» **SOURCE DOCUMENT**
I remember years later in Tempe, Arizona I mentioned Buddy Rovit, and my mother said that you had published a book on Hemingway. I don't remember if she had a copy, but she may have as she liked Hemingway.

In 1961, when I was ten I was riding in the car with my mom driving and she suddenly blurted out what she had just heard on the radio, "Ernest Hemingway died!"

At any rate, these memories come to me when I think of my childhood and when my brother and I play "Let's Have a Hemingway Conversation:"
   
"You're a worthless rummy, aren't you?"
"True enough perhaps but you needn't say so to my face."
"You're a miserable rotter."
"You say the most bloody awful things..."

As you can see, we aren't very good at it, but it's fun.

I should have consulted my brothers and sisters to check their memories before writing, but I can ask them later. My parents have passed on, so I can't ask them.

Anyway, I'm only writing out of personal curiosity about some fond memories of mine. I'm hoping that you might be kind enough to reply.

Yours  truly,


Tom Cole

On May 10, 2013, at 7:42 AM, Earl Rovit emailed me:

In the letter which at this very moment is crawling to you across the USPS system, I forgot to note that Yes, we were filthy rich at Louisville. I not only had a salary of $4200 a year (four courses a semester, I think) but I had the option of teaching in the summer and in the Adult Education programs at night. Jerry probably did as well, but I don't know.      Bud

 I emailed him back May 10, 2013 10:49:42 AM MST To:     Earl Rovit

When I got a lot older, I realized that you probably weren't rich.
Looking forward very much to the snail mail.

» **DATASET ENTRIES**

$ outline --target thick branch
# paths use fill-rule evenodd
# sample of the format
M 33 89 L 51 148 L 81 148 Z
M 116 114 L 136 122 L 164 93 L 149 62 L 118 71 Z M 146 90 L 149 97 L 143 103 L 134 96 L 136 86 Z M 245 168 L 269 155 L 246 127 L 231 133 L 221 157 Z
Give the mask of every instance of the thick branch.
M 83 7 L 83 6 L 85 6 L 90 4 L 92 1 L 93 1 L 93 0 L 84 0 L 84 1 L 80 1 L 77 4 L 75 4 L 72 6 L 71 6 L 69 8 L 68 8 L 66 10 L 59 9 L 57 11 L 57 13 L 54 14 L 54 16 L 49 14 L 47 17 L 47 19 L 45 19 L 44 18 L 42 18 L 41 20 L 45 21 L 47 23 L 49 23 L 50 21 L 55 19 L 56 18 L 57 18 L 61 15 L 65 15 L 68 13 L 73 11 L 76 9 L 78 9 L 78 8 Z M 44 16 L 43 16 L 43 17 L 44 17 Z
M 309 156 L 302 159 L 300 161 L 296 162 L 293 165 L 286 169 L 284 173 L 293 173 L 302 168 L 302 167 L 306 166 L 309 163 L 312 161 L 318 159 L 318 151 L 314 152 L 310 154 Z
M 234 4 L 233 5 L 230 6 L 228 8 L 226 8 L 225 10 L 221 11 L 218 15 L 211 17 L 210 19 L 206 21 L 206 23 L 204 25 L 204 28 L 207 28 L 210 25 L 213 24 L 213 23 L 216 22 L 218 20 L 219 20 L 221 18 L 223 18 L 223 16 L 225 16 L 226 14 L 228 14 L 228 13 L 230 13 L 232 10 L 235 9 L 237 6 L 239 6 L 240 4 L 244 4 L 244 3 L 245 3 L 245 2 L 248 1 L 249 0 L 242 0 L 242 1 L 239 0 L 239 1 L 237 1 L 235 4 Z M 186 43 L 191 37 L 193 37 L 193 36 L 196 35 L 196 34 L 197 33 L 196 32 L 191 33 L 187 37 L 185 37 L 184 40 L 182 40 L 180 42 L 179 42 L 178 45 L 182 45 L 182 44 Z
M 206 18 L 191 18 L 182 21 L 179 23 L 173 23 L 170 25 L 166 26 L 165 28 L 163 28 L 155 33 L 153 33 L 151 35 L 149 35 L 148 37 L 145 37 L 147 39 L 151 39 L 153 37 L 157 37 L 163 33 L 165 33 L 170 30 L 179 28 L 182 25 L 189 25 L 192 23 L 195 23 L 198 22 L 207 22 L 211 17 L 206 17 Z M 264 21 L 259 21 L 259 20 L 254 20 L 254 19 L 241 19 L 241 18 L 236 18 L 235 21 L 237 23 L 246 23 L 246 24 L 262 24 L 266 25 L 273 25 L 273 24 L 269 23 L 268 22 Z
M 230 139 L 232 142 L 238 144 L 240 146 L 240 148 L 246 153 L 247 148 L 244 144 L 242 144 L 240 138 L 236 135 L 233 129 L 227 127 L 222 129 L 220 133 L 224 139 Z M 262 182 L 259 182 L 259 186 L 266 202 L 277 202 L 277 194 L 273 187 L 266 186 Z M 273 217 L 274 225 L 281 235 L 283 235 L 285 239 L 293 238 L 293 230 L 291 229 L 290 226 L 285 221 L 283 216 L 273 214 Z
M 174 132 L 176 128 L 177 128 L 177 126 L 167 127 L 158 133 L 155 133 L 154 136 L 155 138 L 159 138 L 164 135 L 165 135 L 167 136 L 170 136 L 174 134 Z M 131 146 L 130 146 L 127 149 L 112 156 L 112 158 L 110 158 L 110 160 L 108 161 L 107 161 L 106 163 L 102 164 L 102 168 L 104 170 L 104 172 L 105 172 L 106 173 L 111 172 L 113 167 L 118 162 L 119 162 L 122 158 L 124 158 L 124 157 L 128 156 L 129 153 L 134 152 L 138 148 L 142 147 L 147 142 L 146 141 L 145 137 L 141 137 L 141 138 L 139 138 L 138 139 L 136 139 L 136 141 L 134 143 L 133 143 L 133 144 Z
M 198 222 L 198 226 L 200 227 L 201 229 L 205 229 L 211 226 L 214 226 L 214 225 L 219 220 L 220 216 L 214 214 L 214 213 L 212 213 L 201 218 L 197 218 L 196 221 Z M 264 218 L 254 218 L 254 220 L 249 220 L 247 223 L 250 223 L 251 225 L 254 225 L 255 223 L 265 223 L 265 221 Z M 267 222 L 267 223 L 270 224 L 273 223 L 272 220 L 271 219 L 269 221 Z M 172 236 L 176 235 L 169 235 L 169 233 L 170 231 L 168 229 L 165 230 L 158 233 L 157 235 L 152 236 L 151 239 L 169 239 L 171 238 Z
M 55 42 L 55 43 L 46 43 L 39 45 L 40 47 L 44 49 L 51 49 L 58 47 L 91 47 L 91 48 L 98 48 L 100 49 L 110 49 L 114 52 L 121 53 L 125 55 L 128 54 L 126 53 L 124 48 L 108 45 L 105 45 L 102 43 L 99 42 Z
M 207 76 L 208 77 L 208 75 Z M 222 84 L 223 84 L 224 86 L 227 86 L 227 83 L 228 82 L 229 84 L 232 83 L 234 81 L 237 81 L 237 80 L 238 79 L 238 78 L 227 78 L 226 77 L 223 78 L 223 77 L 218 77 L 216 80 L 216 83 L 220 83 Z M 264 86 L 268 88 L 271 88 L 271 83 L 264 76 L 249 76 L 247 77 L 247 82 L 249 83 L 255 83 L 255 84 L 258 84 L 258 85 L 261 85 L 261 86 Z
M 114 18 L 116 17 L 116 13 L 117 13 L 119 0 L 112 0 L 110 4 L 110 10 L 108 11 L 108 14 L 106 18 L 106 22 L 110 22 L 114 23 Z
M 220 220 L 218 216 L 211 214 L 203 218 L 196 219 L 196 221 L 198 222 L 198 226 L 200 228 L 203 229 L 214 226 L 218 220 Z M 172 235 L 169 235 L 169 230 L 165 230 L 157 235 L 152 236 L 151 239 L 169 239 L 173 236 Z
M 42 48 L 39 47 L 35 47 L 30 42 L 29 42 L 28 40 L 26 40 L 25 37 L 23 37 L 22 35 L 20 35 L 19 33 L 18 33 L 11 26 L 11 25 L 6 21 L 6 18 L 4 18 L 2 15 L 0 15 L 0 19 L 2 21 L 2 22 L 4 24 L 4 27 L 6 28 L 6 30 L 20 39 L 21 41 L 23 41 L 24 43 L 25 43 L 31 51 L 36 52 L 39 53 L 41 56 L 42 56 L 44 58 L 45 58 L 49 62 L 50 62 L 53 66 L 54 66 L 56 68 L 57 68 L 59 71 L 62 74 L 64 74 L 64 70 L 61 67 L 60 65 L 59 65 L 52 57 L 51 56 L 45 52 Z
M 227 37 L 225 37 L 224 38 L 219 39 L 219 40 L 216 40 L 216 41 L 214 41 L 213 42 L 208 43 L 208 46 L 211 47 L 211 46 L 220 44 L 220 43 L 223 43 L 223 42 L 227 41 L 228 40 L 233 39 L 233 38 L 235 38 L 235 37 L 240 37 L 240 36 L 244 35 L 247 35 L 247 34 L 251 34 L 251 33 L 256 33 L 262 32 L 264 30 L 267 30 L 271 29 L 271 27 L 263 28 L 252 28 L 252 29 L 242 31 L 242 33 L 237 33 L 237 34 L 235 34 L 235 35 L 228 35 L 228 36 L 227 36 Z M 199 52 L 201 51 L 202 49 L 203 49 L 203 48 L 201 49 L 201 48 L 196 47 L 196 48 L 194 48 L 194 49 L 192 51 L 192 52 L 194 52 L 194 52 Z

» **WRITTEN INSTRUCTION**
Reproduce the Hemingway correspondence above word for word, from beginning to end.

» **RESPONSE FOR THIS EXERCISE**
I remember years later in Tempe, Arizona I mentioned Buddy Rovit, and my mother said that you had published a book on Hemingway. I don't remember if she had a copy, but she may have as she liked Hemingway.

In 1961, when I was ten I was riding in the car with my mom driving and she suddenly blurted out what she had just heard on the radio, "Ernest Hemingway died!"

At any rate, these memories come to me when I think of my childhood and when my brother and I play "Let's Have a Hemingway Conversation:"
   
"You're a worthless rummy, aren't you?"
"True enough perhaps but you needn't say so to my face."
"You're a miserable rotter."
"You say the most bloody awful things..."

As you can see, we aren't very good at it, but it's fun.

I should have consulted my brothers and sisters to check their memories before writing, but I can ask them later. My parents have passed on, so I can't ask them.

Anyway, I'm only writing out of personal curiosity about some fond memories of mine. I'm hoping that you might be kind enough to reply.

Yours  truly,


Tom Cole

On May 10, 2013, at 7:42 AM, Earl Rovit emailed me:

In the letter which at this very moment is crawling to you across the USPS system, I forgot to note that Yes, we were filthy rich at Louisville. I not only had a salary of $4200 a year (four courses a semester, I think) but I had the option of teaching in the summer and in the Adult Education programs at night. Jerry probably did as well, but I don't know.      Bud

 I emailed him back May 10, 2013 10:49:42 AM MST To:     Earl Rovit

When I got a lot older, I realized that you probably weren't rich.
Looking forward very much to the snail mail.